* **WHAT TO PRODUCE**: Rewrite every line of the items below as a Markdown table with the columns Row and Line, numbering the rows and skipping blank lines. Leave the pictures out of the table.

* **EXERCISE DATA**:
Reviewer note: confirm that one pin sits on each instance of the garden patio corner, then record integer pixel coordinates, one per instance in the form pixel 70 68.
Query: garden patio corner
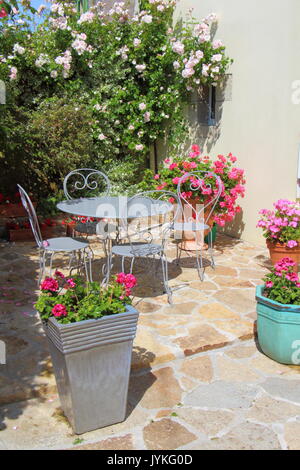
pixel 198 378
pixel 149 225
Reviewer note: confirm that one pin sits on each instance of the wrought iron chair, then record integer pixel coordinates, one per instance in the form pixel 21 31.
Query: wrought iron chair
pixel 77 249
pixel 196 217
pixel 151 240
pixel 80 182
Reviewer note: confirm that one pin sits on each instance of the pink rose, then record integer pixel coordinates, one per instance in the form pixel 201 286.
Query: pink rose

* **EXPECTED OUTPUT**:
| Row | Line |
|---|---|
| 1 | Reviewer note: confirm that one pin sits on each instance of the garden patio corner, then record integer pixel coordinates, one per instance in the form pixel 70 68. |
| 2 | Query: garden patio corner |
| 3 | pixel 198 378 |
| 4 | pixel 149 225 |
| 5 | Reviewer note: confirm that one pin sits on each instance of the wrought iron chair, then record integer pixel coordinates, one per instance in the form pixel 21 31. |
| 6 | Query: wrought iron chair |
| 7 | pixel 77 249 |
| 8 | pixel 196 217 |
| 9 | pixel 151 240 |
| 10 | pixel 80 182 |
| 11 | Reviewer note: confirm that one pin sits on each instance of the pink rose, then record integer pixel coordinates, one per instance in the form pixel 201 286. |
| 12 | Query: pink rose |